Abgedruckter Text —
‚Wir‘ und ‚die Anderen‘ – die Ziehung von scheinbar unüberwindbaren Grenzen und die Betonung der Distanz zwischen Christentum und Islam ist eine jahrtausendalte Praxis. Doch betrachtet man zentrale Stellen in den heiligen Schriften beider Religionen genauer, so fällt auf, dass wesentliche Grundlagen die selben sind~. Dies veranschaulichten Imam Emad Abdalla und Pfarrer Eggers mit einem interaktiven Quiz welches im Rahmen der Aktionswochen gegen Rassismus vom IBZ Friedenshaus und dem Treffpunkt Alter des Diakonieverbands Brackwede am 25.04.22 angeboten wurde.
Beide Vortragenden stellten ihre Religionen zu Beginn mit ein paar Worten vor und sprachen allgemein über ihre Unterschiede und Gemeinsamkeiten, woraus diese genau bestehen wurde jedoch erst über die Betrachtung und den Vergleich zentraler Stellen der Bibel auf der einen Seite, und dem Koran und dem Hadith auf der anderen Seite deutlich. Der Hadith enthält die Überlieferungen der Aussprüche und Handlungen des Propheten Mohammed während der Koran die wörtliche Offenbarung Gottes an den Propheten enthält. Zwar wurden die Auszüge von den bibelkundigen Besucher:innen meist richtig zugeordnet, Überraschungen gab es dennoch bei vielen Stellen aufgrund der Ähnlichkeit des Inhalts, so zum Beispiel bei einer der bedeutendsten Passagen – die Erschaffung des Menschen. Aus den Auszügen geht eine sehr ähnliche Formulierung hervor, so wird in beiden Schriften zuerst ein ‚einziges Wesen‘ bzw. ‚der Mensch‘ erwähnt und erst danach wird eine Unterteilung in ‚Mann und Frau‘ gemacht um die gemeinsame Menschlichkeit aller hervorzuheben. Eine weitere interessante Beobachtung war, dass die Bibel bei der Darstellung des selben Inhalts allgemeiner formuliert zu sein scheint und der Koran dagegen aufgrund der Nennung von Beispielen expliziter ist. Für genauere Einordnungen der Auszüge in den Kontext der Schriften stellten Pfarrer Eggers und Imam Abdalla für jede der Textstellen ihre Expertise zur Verfügung und beantworteten die vielen Fragen des Publikums.

Aufgaben —
- 1) An welchem Tag wurde das Quiz angeboten, von dem der Text über Christentum und Islam berichtet?
- 2) Schreib den Text über das Quiz zu Christentum und Islam nach seinem letzten Satz weiter.
Die Einträge stammen aus einer anderen Quelle.

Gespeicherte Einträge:
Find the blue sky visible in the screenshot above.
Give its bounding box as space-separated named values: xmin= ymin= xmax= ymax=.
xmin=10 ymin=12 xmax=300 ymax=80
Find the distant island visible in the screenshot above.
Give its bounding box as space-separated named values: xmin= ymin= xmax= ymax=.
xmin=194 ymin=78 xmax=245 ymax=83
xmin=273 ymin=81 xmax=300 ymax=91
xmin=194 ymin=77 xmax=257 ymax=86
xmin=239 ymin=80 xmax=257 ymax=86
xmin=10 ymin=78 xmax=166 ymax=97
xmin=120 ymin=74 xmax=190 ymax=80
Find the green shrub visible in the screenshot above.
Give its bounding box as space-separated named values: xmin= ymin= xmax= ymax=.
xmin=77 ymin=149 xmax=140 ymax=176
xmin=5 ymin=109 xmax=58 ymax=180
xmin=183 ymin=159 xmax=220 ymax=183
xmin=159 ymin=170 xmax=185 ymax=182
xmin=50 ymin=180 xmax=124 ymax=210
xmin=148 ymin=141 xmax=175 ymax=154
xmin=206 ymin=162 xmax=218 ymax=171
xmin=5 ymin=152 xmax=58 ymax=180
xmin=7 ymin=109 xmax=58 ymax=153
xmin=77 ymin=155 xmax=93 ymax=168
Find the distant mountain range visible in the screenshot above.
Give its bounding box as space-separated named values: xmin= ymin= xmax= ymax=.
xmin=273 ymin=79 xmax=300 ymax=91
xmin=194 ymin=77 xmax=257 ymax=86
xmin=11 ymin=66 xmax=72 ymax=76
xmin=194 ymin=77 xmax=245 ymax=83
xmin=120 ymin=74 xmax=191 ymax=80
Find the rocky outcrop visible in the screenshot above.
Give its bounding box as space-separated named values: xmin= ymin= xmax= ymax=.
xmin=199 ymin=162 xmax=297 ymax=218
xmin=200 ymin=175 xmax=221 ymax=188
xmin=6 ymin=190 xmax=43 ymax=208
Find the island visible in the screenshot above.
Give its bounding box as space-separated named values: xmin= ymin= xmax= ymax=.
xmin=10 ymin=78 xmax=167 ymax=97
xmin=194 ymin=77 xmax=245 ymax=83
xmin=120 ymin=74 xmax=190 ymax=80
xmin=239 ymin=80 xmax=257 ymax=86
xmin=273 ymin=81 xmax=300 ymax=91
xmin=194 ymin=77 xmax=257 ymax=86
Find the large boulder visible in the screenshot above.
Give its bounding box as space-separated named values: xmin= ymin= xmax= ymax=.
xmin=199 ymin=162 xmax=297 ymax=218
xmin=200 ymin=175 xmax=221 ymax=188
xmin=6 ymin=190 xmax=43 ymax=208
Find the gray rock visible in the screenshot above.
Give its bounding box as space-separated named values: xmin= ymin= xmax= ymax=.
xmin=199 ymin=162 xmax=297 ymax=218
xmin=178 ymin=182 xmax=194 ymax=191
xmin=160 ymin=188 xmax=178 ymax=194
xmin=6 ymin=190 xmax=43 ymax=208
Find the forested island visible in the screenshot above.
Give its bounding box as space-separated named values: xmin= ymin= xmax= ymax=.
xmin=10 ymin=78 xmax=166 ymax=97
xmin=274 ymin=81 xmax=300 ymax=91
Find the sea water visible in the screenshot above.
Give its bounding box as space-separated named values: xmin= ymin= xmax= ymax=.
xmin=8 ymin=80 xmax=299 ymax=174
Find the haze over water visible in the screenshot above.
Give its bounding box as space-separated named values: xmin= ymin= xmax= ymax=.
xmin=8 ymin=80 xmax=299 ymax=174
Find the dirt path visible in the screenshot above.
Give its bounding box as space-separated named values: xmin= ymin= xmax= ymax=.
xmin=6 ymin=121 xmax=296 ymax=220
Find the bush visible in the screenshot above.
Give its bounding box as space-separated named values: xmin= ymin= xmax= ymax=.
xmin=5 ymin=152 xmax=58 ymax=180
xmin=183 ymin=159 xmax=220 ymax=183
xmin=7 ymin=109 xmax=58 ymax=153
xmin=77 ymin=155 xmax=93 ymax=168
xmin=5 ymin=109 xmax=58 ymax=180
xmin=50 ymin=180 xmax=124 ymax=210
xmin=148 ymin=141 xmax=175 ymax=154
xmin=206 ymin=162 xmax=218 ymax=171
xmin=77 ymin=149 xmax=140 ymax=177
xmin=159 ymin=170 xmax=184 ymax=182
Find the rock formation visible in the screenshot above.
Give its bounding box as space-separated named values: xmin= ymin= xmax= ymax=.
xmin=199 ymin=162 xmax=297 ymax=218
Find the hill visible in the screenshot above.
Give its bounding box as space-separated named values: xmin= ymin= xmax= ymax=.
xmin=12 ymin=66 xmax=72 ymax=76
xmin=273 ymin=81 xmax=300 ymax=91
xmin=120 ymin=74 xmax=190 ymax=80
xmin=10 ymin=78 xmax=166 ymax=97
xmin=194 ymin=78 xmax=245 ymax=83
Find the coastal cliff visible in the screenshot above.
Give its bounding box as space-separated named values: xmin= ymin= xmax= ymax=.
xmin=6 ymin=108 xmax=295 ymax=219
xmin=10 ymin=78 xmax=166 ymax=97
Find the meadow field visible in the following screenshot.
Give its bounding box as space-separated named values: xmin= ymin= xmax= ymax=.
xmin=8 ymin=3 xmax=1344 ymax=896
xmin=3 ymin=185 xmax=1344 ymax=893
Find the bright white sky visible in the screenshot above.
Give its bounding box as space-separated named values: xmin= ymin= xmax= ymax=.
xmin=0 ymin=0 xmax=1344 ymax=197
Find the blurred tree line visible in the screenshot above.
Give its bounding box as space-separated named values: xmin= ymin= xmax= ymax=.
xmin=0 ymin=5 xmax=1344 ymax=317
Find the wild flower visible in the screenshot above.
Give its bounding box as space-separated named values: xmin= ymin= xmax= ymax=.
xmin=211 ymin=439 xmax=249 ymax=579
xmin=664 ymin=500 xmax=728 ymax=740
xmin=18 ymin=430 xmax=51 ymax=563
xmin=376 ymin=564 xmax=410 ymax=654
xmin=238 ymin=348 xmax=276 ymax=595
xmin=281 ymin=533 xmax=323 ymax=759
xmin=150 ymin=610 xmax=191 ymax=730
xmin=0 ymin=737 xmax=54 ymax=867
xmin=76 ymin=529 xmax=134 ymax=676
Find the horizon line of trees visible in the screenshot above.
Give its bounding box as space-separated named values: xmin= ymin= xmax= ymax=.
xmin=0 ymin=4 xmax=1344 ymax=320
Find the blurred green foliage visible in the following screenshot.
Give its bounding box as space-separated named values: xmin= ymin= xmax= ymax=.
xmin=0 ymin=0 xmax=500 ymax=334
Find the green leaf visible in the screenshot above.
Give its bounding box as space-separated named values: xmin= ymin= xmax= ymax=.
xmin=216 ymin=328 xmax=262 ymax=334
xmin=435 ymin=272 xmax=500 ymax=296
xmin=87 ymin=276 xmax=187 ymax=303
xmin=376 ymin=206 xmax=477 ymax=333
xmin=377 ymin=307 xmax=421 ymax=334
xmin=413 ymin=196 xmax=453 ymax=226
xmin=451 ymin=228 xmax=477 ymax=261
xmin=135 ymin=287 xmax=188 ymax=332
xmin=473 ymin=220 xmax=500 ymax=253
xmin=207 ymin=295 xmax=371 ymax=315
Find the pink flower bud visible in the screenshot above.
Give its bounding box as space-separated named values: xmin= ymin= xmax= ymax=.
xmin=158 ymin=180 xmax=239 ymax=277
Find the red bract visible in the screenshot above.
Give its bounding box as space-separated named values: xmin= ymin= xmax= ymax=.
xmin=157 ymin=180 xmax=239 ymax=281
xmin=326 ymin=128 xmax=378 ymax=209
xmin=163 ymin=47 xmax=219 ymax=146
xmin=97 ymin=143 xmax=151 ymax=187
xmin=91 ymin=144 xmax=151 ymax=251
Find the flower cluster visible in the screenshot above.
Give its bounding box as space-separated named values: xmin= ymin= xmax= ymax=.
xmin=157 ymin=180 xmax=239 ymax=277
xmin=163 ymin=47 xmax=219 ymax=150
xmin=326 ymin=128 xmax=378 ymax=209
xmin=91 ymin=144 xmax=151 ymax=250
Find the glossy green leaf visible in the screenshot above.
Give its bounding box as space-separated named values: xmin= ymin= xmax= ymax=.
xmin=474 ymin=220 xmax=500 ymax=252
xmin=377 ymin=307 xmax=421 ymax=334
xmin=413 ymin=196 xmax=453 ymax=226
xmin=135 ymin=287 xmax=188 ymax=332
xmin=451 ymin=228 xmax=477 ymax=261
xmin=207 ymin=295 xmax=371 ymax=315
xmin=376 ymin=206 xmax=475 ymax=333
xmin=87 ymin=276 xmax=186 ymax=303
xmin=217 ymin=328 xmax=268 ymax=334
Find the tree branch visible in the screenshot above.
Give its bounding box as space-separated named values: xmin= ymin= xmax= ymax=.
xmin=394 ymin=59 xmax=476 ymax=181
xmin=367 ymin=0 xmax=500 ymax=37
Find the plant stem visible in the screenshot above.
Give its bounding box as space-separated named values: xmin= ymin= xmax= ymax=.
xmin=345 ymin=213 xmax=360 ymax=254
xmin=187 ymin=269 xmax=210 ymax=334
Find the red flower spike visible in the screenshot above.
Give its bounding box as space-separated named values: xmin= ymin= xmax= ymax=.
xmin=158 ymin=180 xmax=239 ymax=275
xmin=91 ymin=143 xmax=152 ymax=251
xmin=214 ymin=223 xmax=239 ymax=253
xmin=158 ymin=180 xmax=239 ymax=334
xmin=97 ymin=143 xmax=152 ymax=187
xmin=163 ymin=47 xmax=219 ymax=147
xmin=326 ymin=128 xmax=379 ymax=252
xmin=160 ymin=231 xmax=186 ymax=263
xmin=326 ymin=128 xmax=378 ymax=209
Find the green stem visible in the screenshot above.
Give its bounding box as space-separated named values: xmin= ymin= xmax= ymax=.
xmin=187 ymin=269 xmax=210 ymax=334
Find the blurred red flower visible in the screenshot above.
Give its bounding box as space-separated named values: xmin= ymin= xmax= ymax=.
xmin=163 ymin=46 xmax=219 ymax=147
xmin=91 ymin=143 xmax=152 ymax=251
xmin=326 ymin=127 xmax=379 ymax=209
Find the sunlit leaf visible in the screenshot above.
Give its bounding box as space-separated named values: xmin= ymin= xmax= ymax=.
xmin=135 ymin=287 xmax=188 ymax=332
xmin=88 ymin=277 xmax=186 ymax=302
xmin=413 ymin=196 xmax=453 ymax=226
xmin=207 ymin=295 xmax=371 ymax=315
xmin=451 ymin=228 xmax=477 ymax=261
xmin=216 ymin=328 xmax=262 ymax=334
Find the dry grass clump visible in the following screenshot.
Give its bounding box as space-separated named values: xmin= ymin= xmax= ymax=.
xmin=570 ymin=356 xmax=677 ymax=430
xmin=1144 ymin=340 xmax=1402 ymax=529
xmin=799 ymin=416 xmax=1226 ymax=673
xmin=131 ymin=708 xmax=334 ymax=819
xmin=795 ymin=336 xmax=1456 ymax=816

Lösungen in Reihenfolge —
- 1) Am 25.04.22.

- 2)
Zum Schluss bot Pfarrer Eggers einen historischen Grund für die Ähnlichkeit der heiligen Schriften: der Ursprung beider Religionen liegt in der selben geographischen Region, weshalb sich viele Passagen in den Texten eher durch die Formulierung als durch den Inhalt unterscheiden. Jedoch haben sich beide Religionen unterschiedlich entwickelt: das Christentum über Rom nach Europa und durch den Kolonialismus über den gesamten Globus; der Islam entlang der historischen Seidenstraße und somit von Nordafrika bis nach Indonesien. Ziel der Veranstaltung, des Imams und des Pfarrers war es jedoch durch die Aufklärung über die Gemeinsamkeiten der Religionen das große Maß an ‚Andersheit‘, welche so oft zwischen den Anhänger:innen des Islams und des Christentums betont wird, anzuzweifeln und darüber hinaus einen Raum für offene und unvoreingenommene Gespräche zu schaffen.